(Data items)
◆ ◆ ◆ ◆ ◆

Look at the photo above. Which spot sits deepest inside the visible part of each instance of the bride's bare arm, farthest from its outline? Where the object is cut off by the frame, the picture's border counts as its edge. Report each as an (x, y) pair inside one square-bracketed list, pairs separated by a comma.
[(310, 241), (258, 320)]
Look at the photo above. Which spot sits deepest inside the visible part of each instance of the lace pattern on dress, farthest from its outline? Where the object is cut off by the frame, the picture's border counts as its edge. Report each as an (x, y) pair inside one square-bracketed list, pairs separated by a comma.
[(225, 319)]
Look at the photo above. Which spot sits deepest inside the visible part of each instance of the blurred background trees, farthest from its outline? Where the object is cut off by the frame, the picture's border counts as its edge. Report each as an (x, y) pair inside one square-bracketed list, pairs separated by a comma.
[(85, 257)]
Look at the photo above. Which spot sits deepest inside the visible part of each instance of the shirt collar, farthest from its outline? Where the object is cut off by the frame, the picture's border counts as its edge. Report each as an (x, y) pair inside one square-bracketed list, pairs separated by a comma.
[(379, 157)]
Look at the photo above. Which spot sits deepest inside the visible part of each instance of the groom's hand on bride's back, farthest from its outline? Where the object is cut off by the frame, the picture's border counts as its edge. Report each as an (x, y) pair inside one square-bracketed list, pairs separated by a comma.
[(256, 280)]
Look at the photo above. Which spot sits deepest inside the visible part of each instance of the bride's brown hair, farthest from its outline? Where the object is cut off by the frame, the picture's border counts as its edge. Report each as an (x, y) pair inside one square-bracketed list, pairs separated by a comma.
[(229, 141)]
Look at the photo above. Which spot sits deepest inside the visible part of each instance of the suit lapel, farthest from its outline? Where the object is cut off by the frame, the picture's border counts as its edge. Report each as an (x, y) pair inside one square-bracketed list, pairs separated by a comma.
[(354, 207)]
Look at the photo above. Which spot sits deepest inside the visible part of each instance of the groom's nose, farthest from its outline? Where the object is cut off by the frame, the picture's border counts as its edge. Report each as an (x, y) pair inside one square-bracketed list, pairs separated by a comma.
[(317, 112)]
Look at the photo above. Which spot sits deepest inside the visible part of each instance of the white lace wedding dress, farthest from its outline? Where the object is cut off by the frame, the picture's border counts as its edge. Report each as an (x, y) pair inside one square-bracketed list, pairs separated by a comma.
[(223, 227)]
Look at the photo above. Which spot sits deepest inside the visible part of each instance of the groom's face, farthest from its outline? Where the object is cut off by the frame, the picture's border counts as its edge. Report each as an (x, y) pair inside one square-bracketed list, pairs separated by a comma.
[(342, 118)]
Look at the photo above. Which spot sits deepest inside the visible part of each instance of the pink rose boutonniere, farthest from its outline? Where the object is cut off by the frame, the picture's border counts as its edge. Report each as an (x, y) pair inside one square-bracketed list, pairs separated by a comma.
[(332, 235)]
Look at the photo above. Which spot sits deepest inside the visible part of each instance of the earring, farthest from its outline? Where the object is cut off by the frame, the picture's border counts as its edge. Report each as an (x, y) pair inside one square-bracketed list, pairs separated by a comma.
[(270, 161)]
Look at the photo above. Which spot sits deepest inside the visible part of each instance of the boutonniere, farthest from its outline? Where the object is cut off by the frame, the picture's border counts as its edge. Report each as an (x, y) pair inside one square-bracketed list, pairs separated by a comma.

◆ ◆ ◆ ◆ ◆

Problem to solve. Return all of the data precisely as it appears.

Answer to this exercise.
Look at the photo above. Which spot sits deepest inside the visible part of each instance of the bride's bare arm, farthest from its outline? Where the object is cut off by the frame, the picture's border counts as its edge. Report each as an (x, y) pair inside one square-bracketed list, pairs separated by a comma.
[(310, 241), (258, 320)]
Look at the photo above. Which spot sits deepest inside the visible part of each instance of the lace pattern on dress, farthest from its outline? Where the object is cut off by the frame, the picture's border counts as its edge. Report each as an (x, y) pair inside one square-bracketed list, pairs separated by a comma.
[(225, 319)]
Look at the photo above. Which spot sits deepest inside the visible part of each instance of the blurred background trees, farthest from its outline? Where the object is cut off by the frame, the picture's border counts as its edge. Report each as an (x, y) pair inside one square-bracketed list, pairs separated by a comma.
[(85, 257)]
Look at the photo above. Which spot sits deepest inside the visible part of each instance of the shirt collar, farthest from its outline? Where the object is cut off by the frame, the picture's border counts as its edge. Report each as an (x, y) pair inside one square-bracketed list, pairs separated by a comma.
[(379, 157)]
Look at the photo above. Which spot sits deepest inside the visible part of each instance of the groom's hand on bride's back, farthest from its outline? Where the object is cut off by the frame, the picture's border counts as its edge. Report each as an (x, y) pair inside one square-bracketed list, pairs separated by a comma.
[(256, 280)]
Look at the photo above. Which spot sits deepest inside the visible part of each instance of the bride's brown hair, farthest from its outline? Where the object is cut off by the frame, the picture's border counts as its edge. Report each as an (x, y) pair inside one square-bracketed list, pairs separated by a comma.
[(229, 141)]
Look at the photo above. Which spot sits deepest inside the visible part of each instance of the suit lapel, farthest from its outline? Where the object is cut off by the frame, the picture's border counts as its edge. Report each as an (x, y) pair inside one square-bracketed list, pairs separated by a comma.
[(354, 207)]
Look at the photo above. Which spot sits deepest inside the visible part of each instance of the groom's nose, farthest from its outline? Where the object is cut off by the frame, the picture's border counts as its edge. Report each as an (x, y) pair inside one square-bracketed list, pairs separated by a comma.
[(317, 112)]
Look at the photo above. Which spot sits deepest inside the visible part of each instance of the white lace wedding dress, farthest from its outline? Where the object is cut off by the frame, the picture's border counts as its edge. Report each as an (x, y) pair inside one square-bracketed list, pairs separated by a comma.
[(223, 227)]
Look at the photo above. Which spot sits deepest inside the visible part of each instance of the groom's face, farthest from its outline? Where the object is cut off by the frame, the picture's border counts as its edge. Report each as an (x, y) pair inside one square-bracketed list, pairs separated by a comma.
[(342, 118)]
Look at the photo above. Which spot sits deepest inside the visible part of each instance of the pink rose boutonniere, farthest from its outline? Where the object is cut off by the frame, the picture's border counts as its edge. Report each as an (x, y) pair inside one square-bracketed list, pairs separated by a comma.
[(332, 235)]
Look at the photo above. Which spot sits deepest inside the visible part of each instance of the earring, farthest from its outline? Where the object is cut off by the frame, the picture's border counts as its edge. Report each as an (x, y) pair inside one square-bracketed list, pairs separated by a comma.
[(270, 161)]
Look at the photo above. Which spot sits deepest inside the visible part of each instance of the boutonniere, farthest from its outline? Where the object is cut off by the frame, the picture's border counts as its edge. Report each as an (x, y) pair inside one square-bracketed list, pairs separated by a comma.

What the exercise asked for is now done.